____ Entries provided
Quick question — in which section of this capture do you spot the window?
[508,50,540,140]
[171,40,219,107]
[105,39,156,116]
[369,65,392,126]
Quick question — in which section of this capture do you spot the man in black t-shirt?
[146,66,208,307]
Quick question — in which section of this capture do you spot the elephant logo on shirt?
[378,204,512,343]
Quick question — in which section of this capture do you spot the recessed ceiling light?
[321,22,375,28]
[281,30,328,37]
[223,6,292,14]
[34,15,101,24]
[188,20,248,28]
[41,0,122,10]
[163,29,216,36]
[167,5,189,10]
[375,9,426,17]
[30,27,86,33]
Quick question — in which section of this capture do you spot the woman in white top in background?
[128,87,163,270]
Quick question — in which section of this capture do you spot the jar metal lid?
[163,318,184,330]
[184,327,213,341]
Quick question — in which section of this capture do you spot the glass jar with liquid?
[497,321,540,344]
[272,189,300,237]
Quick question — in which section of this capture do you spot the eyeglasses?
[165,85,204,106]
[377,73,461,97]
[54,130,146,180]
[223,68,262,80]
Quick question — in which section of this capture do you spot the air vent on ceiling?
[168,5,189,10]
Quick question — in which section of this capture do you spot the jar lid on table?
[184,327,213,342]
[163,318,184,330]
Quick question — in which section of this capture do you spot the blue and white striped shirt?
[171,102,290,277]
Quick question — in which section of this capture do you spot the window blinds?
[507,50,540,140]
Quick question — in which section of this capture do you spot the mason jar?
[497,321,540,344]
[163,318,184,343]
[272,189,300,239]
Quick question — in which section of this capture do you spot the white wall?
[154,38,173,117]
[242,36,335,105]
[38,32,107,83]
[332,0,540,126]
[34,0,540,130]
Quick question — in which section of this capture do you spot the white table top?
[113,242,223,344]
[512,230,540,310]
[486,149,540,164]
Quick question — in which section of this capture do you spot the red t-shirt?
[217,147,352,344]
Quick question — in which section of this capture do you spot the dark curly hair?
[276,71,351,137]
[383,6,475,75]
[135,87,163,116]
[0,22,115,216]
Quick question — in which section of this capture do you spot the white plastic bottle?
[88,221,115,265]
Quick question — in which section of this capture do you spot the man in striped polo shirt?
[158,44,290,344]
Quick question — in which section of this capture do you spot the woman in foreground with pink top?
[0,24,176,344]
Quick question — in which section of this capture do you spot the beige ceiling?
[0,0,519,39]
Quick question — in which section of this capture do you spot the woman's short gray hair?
________
**Requirement**. Please quote each of the records above word for word, from the first to the last.

**Result**.
Quick question — in which section of this capture do you spot the window?
[508,50,540,140]
[171,40,219,107]
[105,39,156,116]
[369,65,392,126]
Quick question — in which section of this capture do you spot the man in black t-shirt?
[146,66,208,307]
Quick question — in which section of this capture do you spot the elephant logo on shirt?
[378,204,512,343]
Quick question — in which section of this capture do you spot the recessed ceiling light?
[321,22,375,28]
[281,30,328,37]
[223,6,292,14]
[34,15,101,24]
[188,20,248,28]
[41,0,122,10]
[163,29,216,36]
[167,5,189,10]
[375,9,426,17]
[30,27,86,33]
Quick question — in which section of this capture do you spot the woman in white top in background?
[128,87,163,270]
Quick question — in which section of this capture do you spot the jar metal lid?
[163,318,184,330]
[184,327,213,341]
Quick question — in which section of this capture do you spot the glass jar with liquid?
[497,321,540,344]
[272,189,300,237]
Quick question — in which section of this capture do you spot the eyeglasses?
[165,85,204,106]
[377,73,461,97]
[54,130,146,180]
[223,68,262,80]
Quick question — in which section of this capture do you spot the air vent on ceiling?
[168,5,189,10]
Quick question — in which section of this capture do you spot the jar lid on table?
[184,327,213,342]
[163,318,184,330]
Quick question — in which section of this capture do you spot the blue and white striped shirt?
[171,102,290,277]
Quick question — in which section of this capture do you spot the window blinds?
[507,50,540,140]
Quick question — in which section of this capture do you spot the mason jar?
[497,321,540,344]
[163,318,184,343]
[272,189,300,239]
Quick question — in which section of this capture do you spot the white wall?
[154,38,173,117]
[242,36,335,105]
[38,32,107,83]
[332,0,540,126]
[34,0,540,130]
Quick question — in which section of this capture do you spot the white table top?
[113,242,223,344]
[512,230,540,310]
[486,149,540,164]
Quick question — in which section of this capture do you spot the red t-shirt?
[217,147,352,344]
Quick question — in which section of this capture do you spot the dark curly hair?
[276,71,351,137]
[383,6,475,75]
[135,87,163,116]
[0,22,115,216]
Quick question — in which section of this capture do you spot the white plastic bottle?
[88,221,115,265]
Quick question — in which section of this capture do you spot the man in striped polo shirt?
[158,44,290,344]
Quick question — in which section of this capture do you spot the woman in foreground with pink top?
[0,24,176,344]
Quick question — in which section of this capture do you spot the beige ceiling?
[0,0,519,39]
Quick question — in which section of this capture do you spot the woman's short gray hair?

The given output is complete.